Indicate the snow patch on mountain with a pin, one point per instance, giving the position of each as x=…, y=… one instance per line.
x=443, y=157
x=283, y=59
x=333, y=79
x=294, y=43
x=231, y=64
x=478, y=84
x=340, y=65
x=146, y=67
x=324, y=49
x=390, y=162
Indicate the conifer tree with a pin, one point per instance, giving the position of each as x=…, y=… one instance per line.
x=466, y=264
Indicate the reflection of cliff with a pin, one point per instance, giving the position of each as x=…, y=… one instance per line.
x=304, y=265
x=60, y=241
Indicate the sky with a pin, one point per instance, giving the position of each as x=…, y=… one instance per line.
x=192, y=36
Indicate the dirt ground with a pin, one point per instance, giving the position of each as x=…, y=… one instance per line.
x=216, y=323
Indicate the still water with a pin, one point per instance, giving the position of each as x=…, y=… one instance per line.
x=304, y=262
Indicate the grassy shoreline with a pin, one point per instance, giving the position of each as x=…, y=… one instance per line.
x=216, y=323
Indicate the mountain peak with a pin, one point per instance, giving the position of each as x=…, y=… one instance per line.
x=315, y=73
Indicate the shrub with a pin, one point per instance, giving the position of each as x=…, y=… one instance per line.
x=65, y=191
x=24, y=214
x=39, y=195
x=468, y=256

◆ Problem requirements
The records above are to be duplicated exactly, every one of them.

◆ Exercise response
Indicate the snow patch on mountain with a pin, one point per instance, giving the position of each as x=…, y=… one instance per line.
x=443, y=157
x=283, y=59
x=333, y=79
x=294, y=43
x=231, y=64
x=478, y=84
x=340, y=65
x=146, y=67
x=324, y=49
x=390, y=162
Indicate the conifer tree with a pin, one point per instance, giving the position of each as x=…, y=… one instance per line.
x=466, y=264
Indicate the reflection of cliff with a pin, one point per instance, giving the position of each as x=…, y=… one instance per line.
x=304, y=265
x=60, y=241
Indicate the sky with a pin, one point per instance, giving the position of each as x=…, y=… one instance per line.
x=192, y=36
Indicate the dirt ground with a pin, one point per instance, giving the position of each as x=…, y=… one instance per line.
x=216, y=323
Indicate the still water with a pin, one point per instance, giving the position of each as x=…, y=… one instance per line.
x=304, y=262
Indicate the grassy shoreline with a pin, one point per instance, giving the position of each as x=…, y=… one instance per line.
x=216, y=323
Indicate the mountain peak with a pin, one point per instance, giving the position of each as x=…, y=… one instance per line.
x=315, y=73
Indicate the shrub with a pin, one point per instance, giving the position of each as x=…, y=… one instance per line.
x=65, y=191
x=24, y=214
x=39, y=195
x=468, y=256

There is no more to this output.